▶ **WORK INSTRUCTIONS**
In the listing below, look for "metal" and copy every line that has it.

======

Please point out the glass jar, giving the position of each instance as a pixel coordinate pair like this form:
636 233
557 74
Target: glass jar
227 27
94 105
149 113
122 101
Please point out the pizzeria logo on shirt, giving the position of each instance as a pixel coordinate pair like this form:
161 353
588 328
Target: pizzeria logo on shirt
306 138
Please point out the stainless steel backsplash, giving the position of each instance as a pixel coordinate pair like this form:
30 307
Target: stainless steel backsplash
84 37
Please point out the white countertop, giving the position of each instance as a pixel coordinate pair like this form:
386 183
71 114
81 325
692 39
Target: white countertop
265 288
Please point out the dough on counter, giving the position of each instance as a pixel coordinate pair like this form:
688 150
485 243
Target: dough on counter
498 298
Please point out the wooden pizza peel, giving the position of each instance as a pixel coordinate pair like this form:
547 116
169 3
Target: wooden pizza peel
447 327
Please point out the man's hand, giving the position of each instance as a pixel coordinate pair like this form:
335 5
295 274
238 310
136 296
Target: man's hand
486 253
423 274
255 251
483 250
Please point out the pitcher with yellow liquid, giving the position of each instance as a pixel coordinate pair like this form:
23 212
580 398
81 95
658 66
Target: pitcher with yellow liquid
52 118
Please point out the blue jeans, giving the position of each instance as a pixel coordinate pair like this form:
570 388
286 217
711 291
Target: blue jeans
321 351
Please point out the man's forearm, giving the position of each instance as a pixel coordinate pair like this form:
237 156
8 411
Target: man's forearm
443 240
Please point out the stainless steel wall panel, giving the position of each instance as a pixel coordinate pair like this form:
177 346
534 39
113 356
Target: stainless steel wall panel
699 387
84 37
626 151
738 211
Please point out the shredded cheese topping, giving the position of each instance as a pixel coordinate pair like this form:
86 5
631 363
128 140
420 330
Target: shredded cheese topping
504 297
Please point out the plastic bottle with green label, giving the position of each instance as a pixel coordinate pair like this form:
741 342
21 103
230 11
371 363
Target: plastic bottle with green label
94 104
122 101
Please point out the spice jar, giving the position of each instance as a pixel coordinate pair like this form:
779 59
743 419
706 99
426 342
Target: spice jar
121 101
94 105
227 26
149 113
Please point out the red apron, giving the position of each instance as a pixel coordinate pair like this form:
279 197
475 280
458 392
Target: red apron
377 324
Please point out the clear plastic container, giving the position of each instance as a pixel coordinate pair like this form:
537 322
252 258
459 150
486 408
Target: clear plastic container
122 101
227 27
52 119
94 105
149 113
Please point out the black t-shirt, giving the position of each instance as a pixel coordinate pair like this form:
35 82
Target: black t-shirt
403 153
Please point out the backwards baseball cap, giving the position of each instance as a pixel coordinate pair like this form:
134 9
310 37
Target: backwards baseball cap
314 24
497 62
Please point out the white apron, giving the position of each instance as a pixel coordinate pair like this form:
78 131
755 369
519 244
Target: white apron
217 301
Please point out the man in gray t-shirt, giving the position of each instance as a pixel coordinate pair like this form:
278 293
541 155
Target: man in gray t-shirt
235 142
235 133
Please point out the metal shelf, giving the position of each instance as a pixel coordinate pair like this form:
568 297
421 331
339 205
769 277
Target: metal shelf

======

▶ **EXERCISE OUTPUT**
Please point out the metal shelf, giving the position of each instance as a pixel coordinate pair like this form:
Target: metal shelf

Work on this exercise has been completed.